### To do
Return every record below exactly; leave out the images.

### Data shown
-*-*-

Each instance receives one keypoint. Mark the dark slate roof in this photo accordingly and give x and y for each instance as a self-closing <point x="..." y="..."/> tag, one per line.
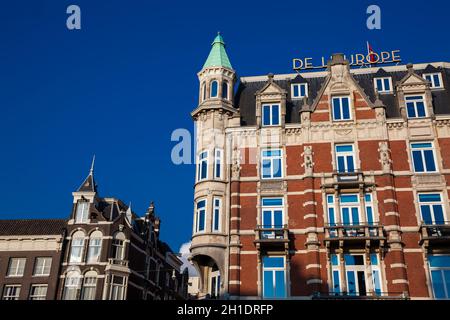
<point x="245" y="98"/>
<point x="89" y="184"/>
<point x="32" y="227"/>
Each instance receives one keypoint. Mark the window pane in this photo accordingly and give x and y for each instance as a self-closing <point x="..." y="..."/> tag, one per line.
<point x="429" y="160"/>
<point x="336" y="108"/>
<point x="275" y="115"/>
<point x="345" y="108"/>
<point x="417" y="160"/>
<point x="266" y="115"/>
<point x="438" y="284"/>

-*-*-

### Finished exercise
Each instance receives one keypoint. Mark the dark slate roof in this photo accordingly and give x and y for each instance as a self-closing <point x="..." y="..."/> tag, one per line.
<point x="245" y="98"/>
<point x="89" y="184"/>
<point x="32" y="227"/>
Each instance receives one keypoint. Mark the window pane in this photo accordingly and give x and y for each instance as a self-closing <point x="..." y="..."/> tag, one per line.
<point x="429" y="160"/>
<point x="336" y="108"/>
<point x="275" y="115"/>
<point x="345" y="108"/>
<point x="417" y="160"/>
<point x="266" y="115"/>
<point x="438" y="284"/>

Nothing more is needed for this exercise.